* _Given request_: Display each line of the records below that contains the string "every", copied in full. The match is case-sensitive.

○ ○ ○ ○ ○ ○ ○

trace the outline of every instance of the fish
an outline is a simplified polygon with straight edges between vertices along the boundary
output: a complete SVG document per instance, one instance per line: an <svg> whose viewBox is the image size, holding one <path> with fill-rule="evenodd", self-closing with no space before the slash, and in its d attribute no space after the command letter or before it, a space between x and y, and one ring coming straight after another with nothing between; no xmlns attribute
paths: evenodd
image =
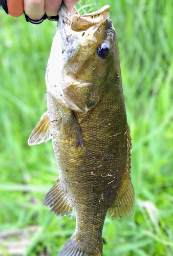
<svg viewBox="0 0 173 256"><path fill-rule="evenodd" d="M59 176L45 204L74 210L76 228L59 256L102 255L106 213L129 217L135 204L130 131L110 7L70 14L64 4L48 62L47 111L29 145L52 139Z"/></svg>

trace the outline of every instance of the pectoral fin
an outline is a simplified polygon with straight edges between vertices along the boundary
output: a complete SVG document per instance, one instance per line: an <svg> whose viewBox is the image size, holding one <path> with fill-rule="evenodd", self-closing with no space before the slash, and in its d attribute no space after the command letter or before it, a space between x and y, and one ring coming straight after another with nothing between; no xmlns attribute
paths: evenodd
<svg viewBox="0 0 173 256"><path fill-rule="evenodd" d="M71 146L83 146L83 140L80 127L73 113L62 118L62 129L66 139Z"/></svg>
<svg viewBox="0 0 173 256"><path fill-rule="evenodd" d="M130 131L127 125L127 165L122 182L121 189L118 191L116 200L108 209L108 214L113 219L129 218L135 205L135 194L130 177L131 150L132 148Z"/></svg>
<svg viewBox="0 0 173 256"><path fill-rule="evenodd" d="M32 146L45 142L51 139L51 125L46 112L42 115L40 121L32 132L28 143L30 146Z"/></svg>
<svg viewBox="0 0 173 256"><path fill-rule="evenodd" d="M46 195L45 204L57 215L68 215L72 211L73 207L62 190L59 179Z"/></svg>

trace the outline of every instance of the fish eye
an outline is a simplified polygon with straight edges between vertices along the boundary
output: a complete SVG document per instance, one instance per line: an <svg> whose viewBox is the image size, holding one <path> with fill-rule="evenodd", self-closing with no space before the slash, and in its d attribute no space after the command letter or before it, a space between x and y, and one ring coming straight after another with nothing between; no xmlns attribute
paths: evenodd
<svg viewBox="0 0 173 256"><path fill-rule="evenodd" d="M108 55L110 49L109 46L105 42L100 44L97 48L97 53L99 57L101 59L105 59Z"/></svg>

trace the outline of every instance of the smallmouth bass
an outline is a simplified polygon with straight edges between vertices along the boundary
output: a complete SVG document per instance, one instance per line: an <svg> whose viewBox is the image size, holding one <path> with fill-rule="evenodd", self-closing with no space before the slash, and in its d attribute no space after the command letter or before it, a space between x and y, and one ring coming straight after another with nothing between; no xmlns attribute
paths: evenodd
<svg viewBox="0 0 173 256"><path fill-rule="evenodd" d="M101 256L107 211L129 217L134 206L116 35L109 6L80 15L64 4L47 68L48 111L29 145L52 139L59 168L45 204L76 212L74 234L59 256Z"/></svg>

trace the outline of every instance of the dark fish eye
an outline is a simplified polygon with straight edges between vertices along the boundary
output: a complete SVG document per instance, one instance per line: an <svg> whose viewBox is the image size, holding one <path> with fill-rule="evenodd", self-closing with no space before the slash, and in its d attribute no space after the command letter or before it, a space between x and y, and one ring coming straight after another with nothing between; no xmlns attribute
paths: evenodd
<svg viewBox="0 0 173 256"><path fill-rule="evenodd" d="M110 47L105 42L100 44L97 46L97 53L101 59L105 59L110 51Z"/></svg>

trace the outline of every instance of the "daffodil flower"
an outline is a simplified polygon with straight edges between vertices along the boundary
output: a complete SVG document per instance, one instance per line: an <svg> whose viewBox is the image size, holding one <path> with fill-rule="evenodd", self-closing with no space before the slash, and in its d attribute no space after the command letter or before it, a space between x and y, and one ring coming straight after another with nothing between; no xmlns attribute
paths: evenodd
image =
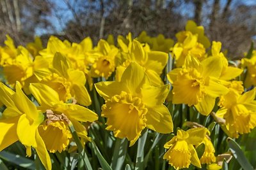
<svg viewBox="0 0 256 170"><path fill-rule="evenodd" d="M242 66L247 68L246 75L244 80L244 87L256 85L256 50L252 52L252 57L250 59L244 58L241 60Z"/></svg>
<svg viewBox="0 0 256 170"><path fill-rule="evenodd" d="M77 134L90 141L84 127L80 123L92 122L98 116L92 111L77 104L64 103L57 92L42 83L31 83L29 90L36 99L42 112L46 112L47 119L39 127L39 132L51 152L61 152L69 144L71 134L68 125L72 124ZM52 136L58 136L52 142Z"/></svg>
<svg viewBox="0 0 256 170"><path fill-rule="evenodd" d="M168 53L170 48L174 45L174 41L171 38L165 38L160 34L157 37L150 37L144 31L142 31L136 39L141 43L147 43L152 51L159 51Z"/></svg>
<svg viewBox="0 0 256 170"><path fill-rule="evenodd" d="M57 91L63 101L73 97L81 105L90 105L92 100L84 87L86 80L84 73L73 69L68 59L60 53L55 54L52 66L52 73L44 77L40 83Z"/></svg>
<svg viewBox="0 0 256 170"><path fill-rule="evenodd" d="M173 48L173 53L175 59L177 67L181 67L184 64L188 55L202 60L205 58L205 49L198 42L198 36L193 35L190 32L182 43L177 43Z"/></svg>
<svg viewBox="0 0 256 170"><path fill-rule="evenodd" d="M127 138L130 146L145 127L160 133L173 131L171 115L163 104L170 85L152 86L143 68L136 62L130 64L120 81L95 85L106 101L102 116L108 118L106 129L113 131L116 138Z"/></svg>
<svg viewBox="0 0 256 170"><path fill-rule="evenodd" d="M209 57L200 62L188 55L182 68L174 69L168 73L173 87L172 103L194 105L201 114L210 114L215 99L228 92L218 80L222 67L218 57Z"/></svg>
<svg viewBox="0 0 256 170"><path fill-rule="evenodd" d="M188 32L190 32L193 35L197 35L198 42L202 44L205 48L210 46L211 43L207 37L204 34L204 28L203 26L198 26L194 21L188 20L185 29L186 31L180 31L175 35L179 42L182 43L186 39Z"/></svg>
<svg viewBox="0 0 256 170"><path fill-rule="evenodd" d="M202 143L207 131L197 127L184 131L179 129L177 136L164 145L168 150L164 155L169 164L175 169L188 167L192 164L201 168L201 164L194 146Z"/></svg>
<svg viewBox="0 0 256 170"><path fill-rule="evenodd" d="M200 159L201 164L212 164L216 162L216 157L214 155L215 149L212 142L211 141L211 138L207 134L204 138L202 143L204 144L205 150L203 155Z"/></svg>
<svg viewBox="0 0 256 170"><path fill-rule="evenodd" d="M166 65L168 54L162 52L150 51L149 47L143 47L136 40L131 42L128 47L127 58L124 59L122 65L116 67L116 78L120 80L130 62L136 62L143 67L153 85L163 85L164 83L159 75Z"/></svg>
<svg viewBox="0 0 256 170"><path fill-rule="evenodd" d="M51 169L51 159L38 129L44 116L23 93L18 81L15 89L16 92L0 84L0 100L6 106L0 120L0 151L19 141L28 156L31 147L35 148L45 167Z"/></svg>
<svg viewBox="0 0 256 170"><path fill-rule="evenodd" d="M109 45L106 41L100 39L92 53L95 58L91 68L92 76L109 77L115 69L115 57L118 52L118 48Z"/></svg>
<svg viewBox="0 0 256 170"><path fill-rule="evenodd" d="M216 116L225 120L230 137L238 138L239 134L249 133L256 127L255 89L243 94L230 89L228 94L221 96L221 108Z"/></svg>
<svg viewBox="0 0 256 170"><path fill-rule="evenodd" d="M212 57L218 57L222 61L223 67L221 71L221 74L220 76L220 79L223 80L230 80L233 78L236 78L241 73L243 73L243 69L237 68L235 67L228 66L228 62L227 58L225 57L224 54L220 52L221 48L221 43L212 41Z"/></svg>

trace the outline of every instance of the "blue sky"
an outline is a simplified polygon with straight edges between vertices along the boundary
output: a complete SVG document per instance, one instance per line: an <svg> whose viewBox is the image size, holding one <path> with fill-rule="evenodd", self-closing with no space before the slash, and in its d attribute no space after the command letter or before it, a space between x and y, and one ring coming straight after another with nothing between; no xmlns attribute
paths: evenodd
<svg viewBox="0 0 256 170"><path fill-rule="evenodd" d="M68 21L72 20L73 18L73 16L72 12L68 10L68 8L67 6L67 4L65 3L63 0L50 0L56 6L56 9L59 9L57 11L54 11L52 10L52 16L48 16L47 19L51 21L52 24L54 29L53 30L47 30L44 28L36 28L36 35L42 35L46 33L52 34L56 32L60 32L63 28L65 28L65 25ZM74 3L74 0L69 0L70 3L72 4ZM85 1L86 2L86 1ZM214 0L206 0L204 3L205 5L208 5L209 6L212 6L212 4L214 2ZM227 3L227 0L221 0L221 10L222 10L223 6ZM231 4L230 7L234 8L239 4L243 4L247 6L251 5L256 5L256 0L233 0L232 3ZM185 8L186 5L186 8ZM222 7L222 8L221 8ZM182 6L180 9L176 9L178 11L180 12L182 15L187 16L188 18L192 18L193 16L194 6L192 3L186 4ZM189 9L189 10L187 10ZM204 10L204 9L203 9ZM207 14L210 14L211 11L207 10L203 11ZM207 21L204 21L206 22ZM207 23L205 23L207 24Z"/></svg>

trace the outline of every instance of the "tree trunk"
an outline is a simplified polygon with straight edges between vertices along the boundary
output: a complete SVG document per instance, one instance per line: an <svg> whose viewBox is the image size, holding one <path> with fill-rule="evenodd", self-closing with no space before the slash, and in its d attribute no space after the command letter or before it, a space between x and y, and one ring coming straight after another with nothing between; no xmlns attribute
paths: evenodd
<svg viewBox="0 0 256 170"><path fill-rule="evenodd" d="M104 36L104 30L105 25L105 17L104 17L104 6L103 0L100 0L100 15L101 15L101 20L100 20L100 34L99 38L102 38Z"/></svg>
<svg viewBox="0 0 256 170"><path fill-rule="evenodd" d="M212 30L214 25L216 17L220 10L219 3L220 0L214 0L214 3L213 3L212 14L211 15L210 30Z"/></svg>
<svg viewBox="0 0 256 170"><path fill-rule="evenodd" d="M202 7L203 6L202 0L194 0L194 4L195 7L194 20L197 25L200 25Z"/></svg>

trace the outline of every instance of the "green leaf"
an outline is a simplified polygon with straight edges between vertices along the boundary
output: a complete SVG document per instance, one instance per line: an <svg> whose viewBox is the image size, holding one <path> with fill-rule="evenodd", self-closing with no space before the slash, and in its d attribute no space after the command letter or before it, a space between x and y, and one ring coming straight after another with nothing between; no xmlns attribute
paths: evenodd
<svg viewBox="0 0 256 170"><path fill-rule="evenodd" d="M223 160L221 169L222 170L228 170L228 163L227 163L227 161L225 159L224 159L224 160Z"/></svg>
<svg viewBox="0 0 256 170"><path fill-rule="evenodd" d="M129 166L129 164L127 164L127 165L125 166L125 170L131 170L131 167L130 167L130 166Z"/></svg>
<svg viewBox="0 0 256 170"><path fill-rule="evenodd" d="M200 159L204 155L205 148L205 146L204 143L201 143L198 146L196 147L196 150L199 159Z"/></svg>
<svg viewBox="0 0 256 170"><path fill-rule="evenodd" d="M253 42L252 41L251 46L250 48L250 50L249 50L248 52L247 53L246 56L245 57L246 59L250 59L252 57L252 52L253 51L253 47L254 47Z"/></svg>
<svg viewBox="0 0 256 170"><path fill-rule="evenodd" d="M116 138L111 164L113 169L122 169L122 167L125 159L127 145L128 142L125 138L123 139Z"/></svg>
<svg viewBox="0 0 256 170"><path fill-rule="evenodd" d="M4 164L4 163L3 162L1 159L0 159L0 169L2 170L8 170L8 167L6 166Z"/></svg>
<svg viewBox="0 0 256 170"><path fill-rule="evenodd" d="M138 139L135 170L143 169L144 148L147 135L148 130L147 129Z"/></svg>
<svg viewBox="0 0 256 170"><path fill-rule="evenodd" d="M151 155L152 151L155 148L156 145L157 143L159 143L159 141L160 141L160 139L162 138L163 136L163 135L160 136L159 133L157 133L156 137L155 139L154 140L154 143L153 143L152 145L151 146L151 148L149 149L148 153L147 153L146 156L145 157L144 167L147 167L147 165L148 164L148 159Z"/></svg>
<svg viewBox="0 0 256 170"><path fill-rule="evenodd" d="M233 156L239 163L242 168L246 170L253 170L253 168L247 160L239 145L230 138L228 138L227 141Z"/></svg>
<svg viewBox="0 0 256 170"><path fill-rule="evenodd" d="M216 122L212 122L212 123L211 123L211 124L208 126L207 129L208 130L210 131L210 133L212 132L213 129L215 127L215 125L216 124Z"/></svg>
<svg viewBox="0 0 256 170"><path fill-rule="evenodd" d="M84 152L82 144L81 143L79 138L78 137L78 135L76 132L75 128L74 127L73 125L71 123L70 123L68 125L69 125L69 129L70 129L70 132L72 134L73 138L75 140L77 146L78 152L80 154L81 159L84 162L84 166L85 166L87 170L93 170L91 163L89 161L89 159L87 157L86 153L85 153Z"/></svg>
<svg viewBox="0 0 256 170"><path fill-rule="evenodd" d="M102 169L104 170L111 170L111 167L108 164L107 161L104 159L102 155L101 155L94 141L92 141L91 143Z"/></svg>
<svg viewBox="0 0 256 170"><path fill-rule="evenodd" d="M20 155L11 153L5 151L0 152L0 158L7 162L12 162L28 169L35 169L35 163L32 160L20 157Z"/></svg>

○ ○ ○ ○ ○ ○ ○

* _Result of this task_:
trace the outline of every instance of the fish
trace the outline of every instance of the pectoral fin
trace the outline of every instance of the fish eye
trace the outline of every instance of the smallmouth bass
trace the outline of every instance of the dark fish eye
trace the outline of every instance of the "daffodil flower"
trace the outline of every instance of the "blue sky"
trace the outline of every instance of the "tree trunk"
trace the outline of every instance of the "green leaf"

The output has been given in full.